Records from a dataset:
━━━━━━━━━━━━━━━━

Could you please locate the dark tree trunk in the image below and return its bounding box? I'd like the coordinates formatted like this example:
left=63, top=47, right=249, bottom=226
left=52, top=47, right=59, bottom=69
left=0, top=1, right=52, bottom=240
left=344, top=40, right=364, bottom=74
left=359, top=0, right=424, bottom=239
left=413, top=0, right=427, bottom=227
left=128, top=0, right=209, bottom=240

━━━━━━━━━━━━━━━━

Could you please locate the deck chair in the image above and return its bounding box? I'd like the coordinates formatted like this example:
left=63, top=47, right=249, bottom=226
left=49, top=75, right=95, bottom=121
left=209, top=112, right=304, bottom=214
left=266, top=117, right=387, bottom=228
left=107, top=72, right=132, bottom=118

━━━━━━━━━━━━━━━━

● **WHAT YOU SHOULD DO**:
Output the rows from the line containing "Could you please locate the deck" through the line containing "left=107, top=72, right=132, bottom=118", including both of those lines, and nothing else.

● **TASK OUTPUT**:
Could you please locate the deck chair in the image above and return its bounding box? I'd like the coordinates formatted like this example:
left=63, top=47, right=249, bottom=226
left=49, top=75, right=95, bottom=121
left=209, top=112, right=304, bottom=214
left=266, top=117, right=387, bottom=228
left=107, top=72, right=132, bottom=118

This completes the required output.